The second barrier is customer barriers . The certification cycle for MLCCs used in AI servers takes 12 to 18 months; automotive-grade certification is even more stringent, taking 2 to 3 years. Once a manufacturer enters the supply chain of a major customer, the customer will not easily switch, because switching to another manufacturer requires recertification, and the time and risk costs are frighteningly high. This stickiness makes the leading manufacturers' position exceptionally stable.

The third barrier is the capital barrier . An investment of $300 million to $500 million is required for a high-end production line, and it takes four to five years from completion to full production. This means that the money you invest today will only see a full return five years later, during which time you also bear the risks of technological iteration and demand fluctuations. Without substantial capital and long-term patience, it's simply impossible to participate.

The fourth barrier is the patent barrier . Murata holds the most patents in the industry and even received the IEEE Milestone Award in 2024. It's extremely difficult for newcomers to bypass these patents and develop high-end products. The fifth barrier is the talent barrier. It takes 5 to 10 years to train a core engineer to work independently, and the lifetime employment system of Japanese companies keeps these valuable talents firmly within the system, making them impossible to poach. The sixth barrier is the scale barrier. Leading manufacturers produce trillions of units annually; the cost advantages and accumulated process data from this scale are unattainable for new entrants.

The real moat is never a single technology, but something built up over decades that cannot be bought or copied.

### [EXERCISES TO COMPLETE]
**a)** Answer each question from the passage on MLCC industry barriers.
(i) How long does automotive-grade certification take?
(ii) What investment does a high-end production line require?
(iii) What award did Murata receive in 2024?
**b)** Write the next few sentences of the passage on MLCC industry barriers.
The records have no connection to the passage on MLCC industry barriers.

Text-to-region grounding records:
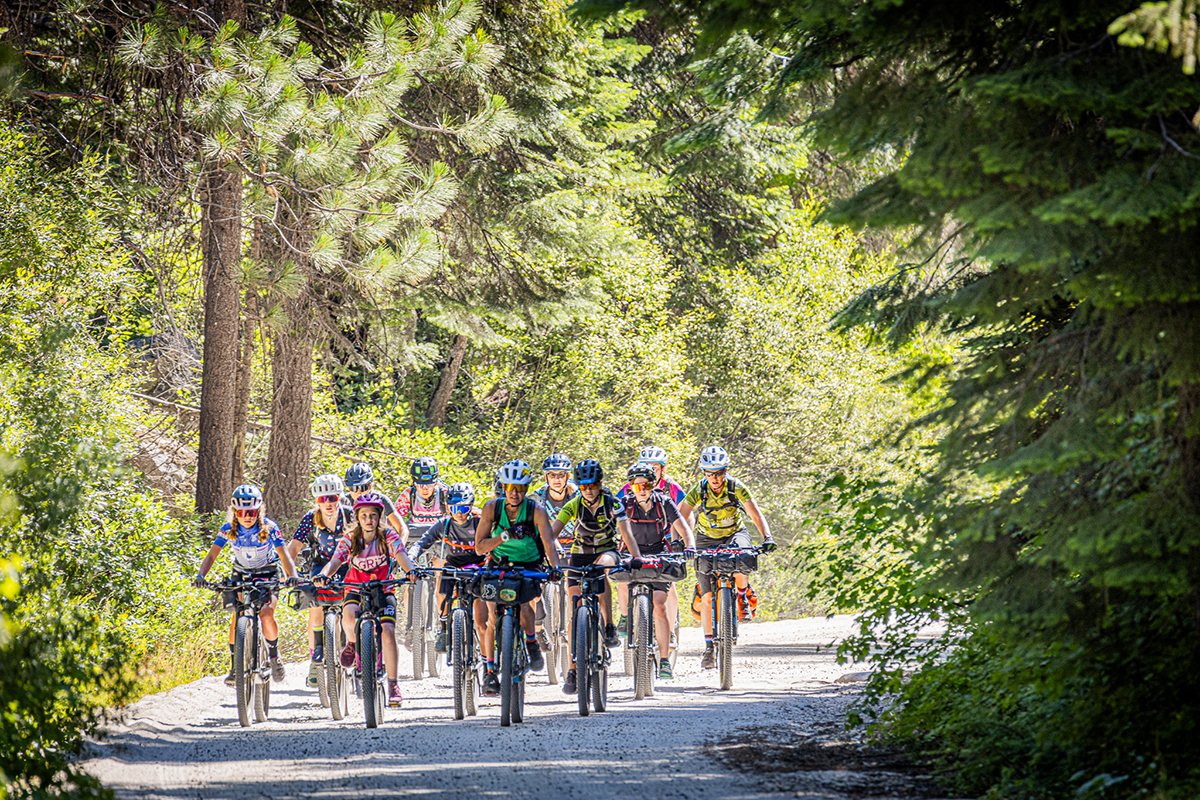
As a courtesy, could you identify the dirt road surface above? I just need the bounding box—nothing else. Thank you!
[86,616,937,800]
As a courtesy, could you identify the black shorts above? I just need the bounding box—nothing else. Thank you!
[438,551,484,597]
[566,548,620,587]
[696,528,750,595]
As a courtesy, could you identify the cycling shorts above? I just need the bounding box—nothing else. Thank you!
[566,547,619,587]
[696,528,750,595]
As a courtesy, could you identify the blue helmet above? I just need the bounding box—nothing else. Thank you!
[233,483,263,511]
[541,453,571,473]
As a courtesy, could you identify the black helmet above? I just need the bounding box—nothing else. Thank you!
[575,458,604,485]
[408,456,438,483]
[346,461,374,489]
[625,462,658,487]
[541,453,571,473]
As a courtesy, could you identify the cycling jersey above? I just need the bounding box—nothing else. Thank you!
[491,498,541,564]
[557,489,625,553]
[416,515,482,559]
[396,481,450,544]
[292,511,346,566]
[617,477,686,505]
[212,517,283,571]
[529,481,580,547]
[622,492,679,555]
[684,477,754,539]
[334,528,404,583]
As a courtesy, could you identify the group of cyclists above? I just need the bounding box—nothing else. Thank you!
[194,445,775,708]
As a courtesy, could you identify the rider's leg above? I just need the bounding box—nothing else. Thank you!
[654,591,671,658]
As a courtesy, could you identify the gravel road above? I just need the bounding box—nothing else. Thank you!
[86,616,955,800]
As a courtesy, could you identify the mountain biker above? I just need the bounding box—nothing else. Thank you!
[312,492,416,708]
[617,445,686,506]
[342,462,408,542]
[622,463,696,680]
[551,458,642,694]
[529,453,580,652]
[408,483,487,652]
[192,483,299,686]
[679,445,775,669]
[475,459,560,694]
[288,475,350,687]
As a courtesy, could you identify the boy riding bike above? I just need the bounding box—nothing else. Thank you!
[551,458,642,694]
[679,445,775,669]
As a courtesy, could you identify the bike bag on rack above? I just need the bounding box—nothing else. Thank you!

### [EXERCISE RESPONSES]
**a)**
(i) 2 to 3 years
(ii) $300 million to $500 million
(iii) The IEEE Milestone Award

**b)**
Because of these six barriers, MLCC capacity expansion is extremely slow, with the industry's overall capacity growth at only around 10% annually. Behind this are eight intertwined reasons: the delivery time for key equipment alone is 12 to 18 months; process debugging for new production lines takes 6 to 12 months; yield ramp-up is a slow process that cannot be rushed; there is a chronic shortage of high-end talent; upstream raw material bottlenecks exist; manufacturers remember the painful lessons of blindly expanding capacity in the past and are hesitant to make significant investments; technology iterates too quickly, and production lines invested in today may be outdated tomorrow; coupled with structural mismatch in capacity, what can be produced is not what the market demands. With these eight factors combined, capacity expansion cannot be accelerated even if desired.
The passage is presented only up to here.